- WHAT THE EXERCISE ASKS
Leave out the pictures, and write out exactly the lines from the beginning of the material to the line holding "pixel 462 157", that line included, and nothing else.

━━━

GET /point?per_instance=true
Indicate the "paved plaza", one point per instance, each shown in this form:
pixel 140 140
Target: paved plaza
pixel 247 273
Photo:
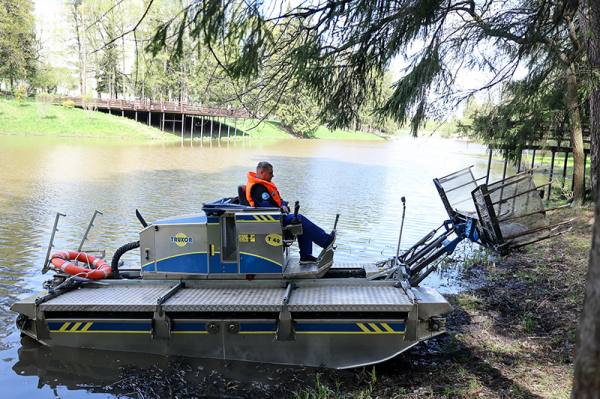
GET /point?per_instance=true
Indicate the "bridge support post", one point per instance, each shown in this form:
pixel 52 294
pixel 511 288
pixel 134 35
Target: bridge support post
pixel 220 124
pixel 192 129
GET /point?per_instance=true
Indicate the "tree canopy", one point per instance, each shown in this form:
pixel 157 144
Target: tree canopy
pixel 18 46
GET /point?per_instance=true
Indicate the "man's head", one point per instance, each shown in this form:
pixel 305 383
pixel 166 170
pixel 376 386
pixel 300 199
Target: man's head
pixel 264 170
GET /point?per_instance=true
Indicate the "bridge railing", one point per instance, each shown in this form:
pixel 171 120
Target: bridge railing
pixel 155 106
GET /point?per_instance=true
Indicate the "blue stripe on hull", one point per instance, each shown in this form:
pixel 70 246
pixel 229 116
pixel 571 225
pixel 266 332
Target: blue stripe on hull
pixel 186 263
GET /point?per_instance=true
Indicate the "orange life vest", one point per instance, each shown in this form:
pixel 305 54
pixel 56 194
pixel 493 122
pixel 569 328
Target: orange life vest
pixel 271 188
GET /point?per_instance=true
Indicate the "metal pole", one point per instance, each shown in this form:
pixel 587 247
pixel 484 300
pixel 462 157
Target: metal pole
pixel 487 175
pixel 396 260
pixel 51 243
pixel 90 225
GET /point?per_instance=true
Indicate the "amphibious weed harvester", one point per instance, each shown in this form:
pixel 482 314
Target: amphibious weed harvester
pixel 223 284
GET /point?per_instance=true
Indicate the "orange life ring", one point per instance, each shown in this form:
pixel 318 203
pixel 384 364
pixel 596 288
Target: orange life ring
pixel 62 261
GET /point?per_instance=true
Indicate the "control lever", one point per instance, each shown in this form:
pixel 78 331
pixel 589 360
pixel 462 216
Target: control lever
pixel 141 218
pixel 296 209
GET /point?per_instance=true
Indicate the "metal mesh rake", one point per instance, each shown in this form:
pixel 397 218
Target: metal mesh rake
pixel 510 212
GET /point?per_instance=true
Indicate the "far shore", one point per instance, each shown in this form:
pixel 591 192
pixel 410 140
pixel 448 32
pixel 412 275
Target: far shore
pixel 30 118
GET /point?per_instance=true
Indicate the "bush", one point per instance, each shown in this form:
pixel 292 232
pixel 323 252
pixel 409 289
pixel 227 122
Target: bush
pixel 44 98
pixel 20 93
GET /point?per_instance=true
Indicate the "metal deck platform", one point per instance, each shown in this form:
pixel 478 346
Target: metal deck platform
pixel 252 296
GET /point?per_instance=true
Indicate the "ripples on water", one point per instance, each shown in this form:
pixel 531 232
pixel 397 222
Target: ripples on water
pixel 363 181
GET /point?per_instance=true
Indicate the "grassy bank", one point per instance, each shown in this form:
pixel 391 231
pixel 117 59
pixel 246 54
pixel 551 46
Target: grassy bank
pixel 513 336
pixel 41 119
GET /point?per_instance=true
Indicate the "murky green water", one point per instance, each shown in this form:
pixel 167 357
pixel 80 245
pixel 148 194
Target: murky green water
pixel 363 181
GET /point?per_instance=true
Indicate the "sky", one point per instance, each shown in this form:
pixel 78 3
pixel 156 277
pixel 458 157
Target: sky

━━━

- RESPONSE
GET /point?per_instance=true
Indicate the "paved plaza", one point per instance, each shown in this form:
pixel 140 140
Target: paved plaza
pixel 247 273
Photo:
GET /point?per_instance=true
Indicate the "bridge support post", one point per instance, each shown in this form:
pixel 52 294
pixel 511 288
pixel 134 35
Target: bridge support post
pixel 220 124
pixel 192 129
GET /point?per_instance=true
Indicate the "tree canopy", one point per instance, each shown in this form:
pixel 157 144
Target: tree canopy
pixel 18 46
GET /point?per_instance=true
Indicate the "man's head", one point per instance, each shown in this form:
pixel 305 383
pixel 166 170
pixel 376 386
pixel 300 199
Target: man's head
pixel 264 170
GET /point?per_instance=true
Indicate the "bridge railing", one point per instance, each shown in this form:
pixel 171 120
Target: bridge railing
pixel 155 106
GET /point?per_instance=true
Indicate the "blue stripe on hull", one point per instance, each shown in this form:
pixel 70 246
pixel 229 116
pixel 571 225
pixel 266 332
Target: blue stripe on hull
pixel 186 263
GET /point?per_instance=true
Indicate the "orange life vest", one point per instance, each shown in this form:
pixel 305 54
pixel 56 194
pixel 493 122
pixel 569 328
Target: orange life vest
pixel 271 188
GET /point?per_instance=true
Indicate the "metal pole", one point per instance, each shown in this form:
pixel 587 247
pixel 484 300
pixel 462 157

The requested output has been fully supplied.